(EXERCISE AIM) In the records below, copy everything from the line containing "Locate white wall" down to the line containing "365,158 -> 443,264", replacing "Locate" with "Find" throughout and leaving every other part unchanged.

(RECORD EXCERPTS)
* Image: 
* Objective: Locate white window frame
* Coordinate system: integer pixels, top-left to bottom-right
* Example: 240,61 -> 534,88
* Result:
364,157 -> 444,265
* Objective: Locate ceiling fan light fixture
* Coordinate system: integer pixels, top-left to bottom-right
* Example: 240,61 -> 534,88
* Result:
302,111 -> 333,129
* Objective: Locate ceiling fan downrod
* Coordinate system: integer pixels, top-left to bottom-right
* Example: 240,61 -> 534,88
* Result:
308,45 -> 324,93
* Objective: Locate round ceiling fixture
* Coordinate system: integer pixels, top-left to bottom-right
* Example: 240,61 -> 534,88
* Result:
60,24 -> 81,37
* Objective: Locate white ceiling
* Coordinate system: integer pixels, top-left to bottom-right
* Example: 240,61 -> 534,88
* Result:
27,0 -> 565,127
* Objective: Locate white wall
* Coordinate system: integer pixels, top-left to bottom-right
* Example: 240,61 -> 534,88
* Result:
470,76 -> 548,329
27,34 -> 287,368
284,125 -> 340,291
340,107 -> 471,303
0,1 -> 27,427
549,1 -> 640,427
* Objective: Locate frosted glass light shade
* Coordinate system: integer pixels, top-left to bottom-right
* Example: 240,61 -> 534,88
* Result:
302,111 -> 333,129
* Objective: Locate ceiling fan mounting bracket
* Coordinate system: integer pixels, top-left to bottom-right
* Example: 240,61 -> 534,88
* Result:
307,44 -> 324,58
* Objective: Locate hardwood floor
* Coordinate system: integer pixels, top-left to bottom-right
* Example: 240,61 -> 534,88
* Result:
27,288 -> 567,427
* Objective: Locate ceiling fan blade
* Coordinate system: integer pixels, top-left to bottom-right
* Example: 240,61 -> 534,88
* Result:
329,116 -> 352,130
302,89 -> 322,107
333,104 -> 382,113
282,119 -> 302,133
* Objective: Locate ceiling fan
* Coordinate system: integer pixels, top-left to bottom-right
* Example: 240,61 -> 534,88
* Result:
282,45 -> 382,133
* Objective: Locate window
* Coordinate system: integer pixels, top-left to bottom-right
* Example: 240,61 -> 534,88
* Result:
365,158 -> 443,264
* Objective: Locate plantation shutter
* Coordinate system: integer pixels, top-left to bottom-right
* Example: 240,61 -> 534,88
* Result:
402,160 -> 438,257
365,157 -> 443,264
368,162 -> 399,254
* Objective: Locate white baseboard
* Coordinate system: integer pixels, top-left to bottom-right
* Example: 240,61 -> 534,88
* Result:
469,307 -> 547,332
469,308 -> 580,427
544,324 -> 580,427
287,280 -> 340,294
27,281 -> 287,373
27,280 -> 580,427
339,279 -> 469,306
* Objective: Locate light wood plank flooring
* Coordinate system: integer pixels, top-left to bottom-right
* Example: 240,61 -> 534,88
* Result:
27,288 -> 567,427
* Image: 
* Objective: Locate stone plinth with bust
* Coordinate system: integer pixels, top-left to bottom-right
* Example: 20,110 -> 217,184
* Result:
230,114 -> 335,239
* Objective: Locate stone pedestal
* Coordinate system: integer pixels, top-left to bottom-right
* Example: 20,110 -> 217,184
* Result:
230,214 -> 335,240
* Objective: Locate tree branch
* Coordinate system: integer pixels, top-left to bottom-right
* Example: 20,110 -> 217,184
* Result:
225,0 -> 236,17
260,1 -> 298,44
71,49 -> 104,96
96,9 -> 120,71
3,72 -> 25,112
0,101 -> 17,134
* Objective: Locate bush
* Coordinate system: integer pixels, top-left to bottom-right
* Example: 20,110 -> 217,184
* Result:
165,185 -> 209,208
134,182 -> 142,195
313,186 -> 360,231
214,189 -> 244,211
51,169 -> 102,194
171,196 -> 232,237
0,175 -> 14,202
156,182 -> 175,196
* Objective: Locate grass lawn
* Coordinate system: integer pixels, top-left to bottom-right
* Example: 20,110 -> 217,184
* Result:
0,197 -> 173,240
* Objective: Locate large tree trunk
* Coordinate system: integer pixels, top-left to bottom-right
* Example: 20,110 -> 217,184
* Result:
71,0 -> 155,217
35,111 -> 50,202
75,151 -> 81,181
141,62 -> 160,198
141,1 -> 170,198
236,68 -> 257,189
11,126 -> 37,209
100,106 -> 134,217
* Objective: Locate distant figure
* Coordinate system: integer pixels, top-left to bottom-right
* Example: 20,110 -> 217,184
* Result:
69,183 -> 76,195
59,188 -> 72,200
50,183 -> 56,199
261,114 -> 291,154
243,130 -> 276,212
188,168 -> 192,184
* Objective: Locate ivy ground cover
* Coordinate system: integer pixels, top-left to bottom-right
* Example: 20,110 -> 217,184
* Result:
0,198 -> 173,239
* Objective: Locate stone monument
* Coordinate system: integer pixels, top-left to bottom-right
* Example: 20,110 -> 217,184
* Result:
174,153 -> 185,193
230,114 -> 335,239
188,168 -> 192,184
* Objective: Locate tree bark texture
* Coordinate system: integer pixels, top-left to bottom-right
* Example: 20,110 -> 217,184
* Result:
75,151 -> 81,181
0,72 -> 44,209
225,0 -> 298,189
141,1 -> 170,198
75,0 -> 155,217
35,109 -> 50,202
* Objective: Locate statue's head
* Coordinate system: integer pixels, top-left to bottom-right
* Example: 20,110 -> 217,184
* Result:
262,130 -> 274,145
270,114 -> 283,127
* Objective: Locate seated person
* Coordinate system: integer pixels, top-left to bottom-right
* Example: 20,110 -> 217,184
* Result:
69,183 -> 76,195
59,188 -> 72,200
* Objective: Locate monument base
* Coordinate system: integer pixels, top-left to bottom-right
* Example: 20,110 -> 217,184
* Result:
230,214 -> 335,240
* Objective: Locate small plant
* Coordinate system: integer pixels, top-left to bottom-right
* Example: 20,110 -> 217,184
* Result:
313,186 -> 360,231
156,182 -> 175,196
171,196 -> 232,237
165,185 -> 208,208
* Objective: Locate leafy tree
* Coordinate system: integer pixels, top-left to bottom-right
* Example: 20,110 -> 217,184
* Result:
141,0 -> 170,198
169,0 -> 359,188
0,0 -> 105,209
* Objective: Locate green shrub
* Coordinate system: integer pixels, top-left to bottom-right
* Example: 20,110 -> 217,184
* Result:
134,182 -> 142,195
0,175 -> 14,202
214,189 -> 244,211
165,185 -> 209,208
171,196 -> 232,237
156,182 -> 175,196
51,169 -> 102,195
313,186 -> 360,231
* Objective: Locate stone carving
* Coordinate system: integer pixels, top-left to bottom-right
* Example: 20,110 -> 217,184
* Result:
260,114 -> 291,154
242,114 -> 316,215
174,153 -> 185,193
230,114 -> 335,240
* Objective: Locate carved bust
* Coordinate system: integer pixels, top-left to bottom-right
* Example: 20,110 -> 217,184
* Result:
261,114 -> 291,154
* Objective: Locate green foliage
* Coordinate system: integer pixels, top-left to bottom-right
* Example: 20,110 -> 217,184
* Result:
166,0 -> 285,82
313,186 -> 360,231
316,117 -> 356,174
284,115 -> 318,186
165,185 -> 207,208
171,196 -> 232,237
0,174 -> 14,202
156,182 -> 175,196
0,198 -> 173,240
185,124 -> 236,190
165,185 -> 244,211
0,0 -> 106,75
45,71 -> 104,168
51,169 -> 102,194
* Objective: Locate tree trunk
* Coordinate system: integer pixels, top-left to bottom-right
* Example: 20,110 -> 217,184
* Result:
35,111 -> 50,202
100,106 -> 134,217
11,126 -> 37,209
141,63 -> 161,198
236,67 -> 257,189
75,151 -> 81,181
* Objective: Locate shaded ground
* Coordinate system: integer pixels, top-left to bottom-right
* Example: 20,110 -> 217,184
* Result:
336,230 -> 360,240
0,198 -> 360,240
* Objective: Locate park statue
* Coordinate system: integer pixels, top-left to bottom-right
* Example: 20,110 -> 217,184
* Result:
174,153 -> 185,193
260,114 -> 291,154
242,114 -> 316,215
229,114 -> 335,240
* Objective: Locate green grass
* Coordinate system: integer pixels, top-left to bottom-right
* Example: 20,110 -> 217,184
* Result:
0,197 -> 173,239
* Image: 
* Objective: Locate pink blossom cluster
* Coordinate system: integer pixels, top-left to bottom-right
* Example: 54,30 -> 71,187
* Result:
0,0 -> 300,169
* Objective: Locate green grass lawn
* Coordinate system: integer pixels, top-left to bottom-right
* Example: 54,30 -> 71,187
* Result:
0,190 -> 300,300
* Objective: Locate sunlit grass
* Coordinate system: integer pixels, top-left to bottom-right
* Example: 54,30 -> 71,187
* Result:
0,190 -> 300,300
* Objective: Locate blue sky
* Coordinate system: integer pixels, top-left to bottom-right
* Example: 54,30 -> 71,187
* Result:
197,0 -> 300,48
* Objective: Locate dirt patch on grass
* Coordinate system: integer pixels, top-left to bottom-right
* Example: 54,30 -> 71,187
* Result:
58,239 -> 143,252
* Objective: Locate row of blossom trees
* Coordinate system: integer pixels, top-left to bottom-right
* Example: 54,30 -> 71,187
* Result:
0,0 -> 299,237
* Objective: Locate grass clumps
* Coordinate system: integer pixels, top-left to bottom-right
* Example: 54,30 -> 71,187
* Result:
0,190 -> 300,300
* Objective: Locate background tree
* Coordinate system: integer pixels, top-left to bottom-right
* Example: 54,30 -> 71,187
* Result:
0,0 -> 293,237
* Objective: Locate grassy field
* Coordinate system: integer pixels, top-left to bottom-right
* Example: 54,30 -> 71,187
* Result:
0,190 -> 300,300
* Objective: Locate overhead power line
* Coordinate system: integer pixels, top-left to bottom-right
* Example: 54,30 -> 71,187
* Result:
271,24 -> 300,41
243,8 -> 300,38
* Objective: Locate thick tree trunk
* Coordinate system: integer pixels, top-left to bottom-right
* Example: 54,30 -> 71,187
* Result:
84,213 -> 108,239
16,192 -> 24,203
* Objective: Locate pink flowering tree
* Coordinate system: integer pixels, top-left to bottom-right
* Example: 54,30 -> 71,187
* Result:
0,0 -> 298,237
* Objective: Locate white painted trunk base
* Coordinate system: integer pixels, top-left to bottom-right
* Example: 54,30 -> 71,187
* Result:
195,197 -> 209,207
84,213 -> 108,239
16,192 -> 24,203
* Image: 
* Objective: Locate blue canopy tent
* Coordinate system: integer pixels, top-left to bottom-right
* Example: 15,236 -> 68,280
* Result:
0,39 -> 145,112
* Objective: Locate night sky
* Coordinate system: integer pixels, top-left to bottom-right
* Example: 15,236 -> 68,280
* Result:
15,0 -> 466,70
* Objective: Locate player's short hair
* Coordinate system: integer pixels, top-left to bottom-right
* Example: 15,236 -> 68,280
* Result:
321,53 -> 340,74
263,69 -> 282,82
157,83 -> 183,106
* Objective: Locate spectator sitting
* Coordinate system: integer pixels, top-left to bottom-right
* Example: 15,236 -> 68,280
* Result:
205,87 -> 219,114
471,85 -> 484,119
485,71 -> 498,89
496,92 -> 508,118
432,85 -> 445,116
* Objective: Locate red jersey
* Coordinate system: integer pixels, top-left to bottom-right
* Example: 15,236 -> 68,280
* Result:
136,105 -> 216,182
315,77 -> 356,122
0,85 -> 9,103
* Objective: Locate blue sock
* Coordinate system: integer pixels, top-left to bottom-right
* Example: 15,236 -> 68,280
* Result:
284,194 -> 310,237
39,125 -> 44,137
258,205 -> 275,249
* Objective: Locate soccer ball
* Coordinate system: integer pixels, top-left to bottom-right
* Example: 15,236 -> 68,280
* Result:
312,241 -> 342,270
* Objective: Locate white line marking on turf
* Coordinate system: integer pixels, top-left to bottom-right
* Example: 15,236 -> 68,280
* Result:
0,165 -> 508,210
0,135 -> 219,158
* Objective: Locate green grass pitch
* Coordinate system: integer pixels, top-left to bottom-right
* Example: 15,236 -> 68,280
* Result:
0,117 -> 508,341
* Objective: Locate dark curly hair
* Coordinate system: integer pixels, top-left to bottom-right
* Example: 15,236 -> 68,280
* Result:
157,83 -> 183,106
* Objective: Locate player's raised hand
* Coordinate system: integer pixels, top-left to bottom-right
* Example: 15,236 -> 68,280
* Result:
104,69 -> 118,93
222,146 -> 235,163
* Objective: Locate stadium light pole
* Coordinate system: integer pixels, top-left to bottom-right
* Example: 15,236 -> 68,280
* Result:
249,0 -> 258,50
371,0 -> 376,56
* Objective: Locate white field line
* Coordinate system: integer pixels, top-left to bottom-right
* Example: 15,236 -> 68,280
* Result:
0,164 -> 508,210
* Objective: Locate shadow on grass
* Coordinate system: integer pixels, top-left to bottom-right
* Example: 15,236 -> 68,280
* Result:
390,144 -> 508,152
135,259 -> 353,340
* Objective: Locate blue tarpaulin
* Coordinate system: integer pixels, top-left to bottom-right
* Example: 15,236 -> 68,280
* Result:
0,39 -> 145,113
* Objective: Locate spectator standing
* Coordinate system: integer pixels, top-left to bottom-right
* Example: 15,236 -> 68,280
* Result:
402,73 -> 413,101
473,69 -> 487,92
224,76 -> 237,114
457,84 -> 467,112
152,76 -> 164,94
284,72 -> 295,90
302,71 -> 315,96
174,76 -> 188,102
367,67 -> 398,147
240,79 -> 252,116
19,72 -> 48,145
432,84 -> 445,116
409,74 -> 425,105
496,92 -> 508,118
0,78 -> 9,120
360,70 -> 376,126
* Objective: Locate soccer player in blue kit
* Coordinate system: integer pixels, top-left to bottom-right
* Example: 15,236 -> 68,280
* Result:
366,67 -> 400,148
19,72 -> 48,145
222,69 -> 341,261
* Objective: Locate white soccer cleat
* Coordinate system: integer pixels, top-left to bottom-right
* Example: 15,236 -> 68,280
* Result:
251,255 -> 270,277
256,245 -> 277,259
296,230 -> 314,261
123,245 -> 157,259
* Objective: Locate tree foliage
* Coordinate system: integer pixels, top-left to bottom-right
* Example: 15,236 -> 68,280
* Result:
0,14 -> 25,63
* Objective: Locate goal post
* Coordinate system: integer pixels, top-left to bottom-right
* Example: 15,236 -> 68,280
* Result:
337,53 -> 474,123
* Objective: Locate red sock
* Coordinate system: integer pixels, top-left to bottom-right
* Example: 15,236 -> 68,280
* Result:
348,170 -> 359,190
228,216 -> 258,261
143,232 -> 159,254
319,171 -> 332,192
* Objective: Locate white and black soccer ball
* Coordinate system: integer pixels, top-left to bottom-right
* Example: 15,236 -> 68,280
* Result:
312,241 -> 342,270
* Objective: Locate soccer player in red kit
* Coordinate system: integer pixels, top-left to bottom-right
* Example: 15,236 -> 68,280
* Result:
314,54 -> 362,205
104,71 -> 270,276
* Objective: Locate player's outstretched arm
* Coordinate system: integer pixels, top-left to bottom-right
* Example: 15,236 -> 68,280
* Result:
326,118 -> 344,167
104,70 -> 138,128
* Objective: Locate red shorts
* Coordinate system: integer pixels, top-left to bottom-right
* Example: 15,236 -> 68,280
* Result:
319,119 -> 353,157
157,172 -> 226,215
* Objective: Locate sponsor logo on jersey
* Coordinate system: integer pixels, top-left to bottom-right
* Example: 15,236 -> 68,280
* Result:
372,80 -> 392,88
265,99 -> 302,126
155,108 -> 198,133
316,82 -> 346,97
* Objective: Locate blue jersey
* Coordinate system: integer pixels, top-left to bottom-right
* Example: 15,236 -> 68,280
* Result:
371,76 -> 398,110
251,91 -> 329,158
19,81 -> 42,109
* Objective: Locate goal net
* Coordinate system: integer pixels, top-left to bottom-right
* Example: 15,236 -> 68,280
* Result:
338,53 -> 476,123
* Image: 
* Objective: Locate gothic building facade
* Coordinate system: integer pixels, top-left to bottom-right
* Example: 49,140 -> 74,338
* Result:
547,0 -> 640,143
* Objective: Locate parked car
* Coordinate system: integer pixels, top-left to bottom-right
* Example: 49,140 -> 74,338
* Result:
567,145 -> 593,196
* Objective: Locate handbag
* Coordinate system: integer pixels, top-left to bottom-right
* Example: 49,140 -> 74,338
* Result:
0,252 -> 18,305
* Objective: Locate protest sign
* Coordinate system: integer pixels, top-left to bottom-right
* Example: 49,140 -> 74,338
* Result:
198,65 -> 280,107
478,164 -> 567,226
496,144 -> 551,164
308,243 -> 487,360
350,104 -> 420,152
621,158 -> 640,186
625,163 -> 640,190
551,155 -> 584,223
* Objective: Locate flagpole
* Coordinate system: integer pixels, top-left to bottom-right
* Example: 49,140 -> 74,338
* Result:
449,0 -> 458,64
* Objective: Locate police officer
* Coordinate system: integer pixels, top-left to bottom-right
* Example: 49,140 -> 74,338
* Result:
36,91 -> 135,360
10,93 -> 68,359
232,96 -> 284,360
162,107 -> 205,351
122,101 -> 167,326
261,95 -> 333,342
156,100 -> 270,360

(COMPLETE ANSWER)
* Objective: Find white wall
* Coordinate system: integer pixels, top-left to bottom-right
* Example: 240,61 -> 534,88
* Result:
470,76 -> 548,329
27,34 -> 287,368
284,125 -> 340,291
340,107 -> 471,303
0,1 -> 27,427
549,1 -> 640,427
* Objective: Find frosted glass light shade
* Coordinate system: integer pixels, top-left to bottom-right
* Example: 240,61 -> 534,88
* Result:
302,111 -> 333,129
* Objective: Find ceiling fan mounting bracket
* Coordinate system: integer pixels, top-left to bottom-right
* Example: 240,61 -> 534,88
* Result:
307,44 -> 324,58
* Objective: Find hardwood floor
* Coordinate system: integer pixels, top-left to bottom-right
* Example: 240,61 -> 534,88
* Result:
27,288 -> 567,427
* Objective: Find ceiling fan blade
* Coordinate system: integer pixels, top-left to bottom-right
* Example: 240,61 -> 534,88
* Result:
329,116 -> 352,130
302,89 -> 322,107
333,104 -> 382,113
282,119 -> 302,133
* Objective: Find ceiling fan
* Coordinate system: integer pixels, top-left to bottom-right
* Example: 240,61 -> 534,88
* Result:
282,45 -> 382,133
* Objective: Find window
* Coordinate system: integer pixels, top-left to bottom-right
* Example: 240,61 -> 534,88
* Result:
365,158 -> 443,264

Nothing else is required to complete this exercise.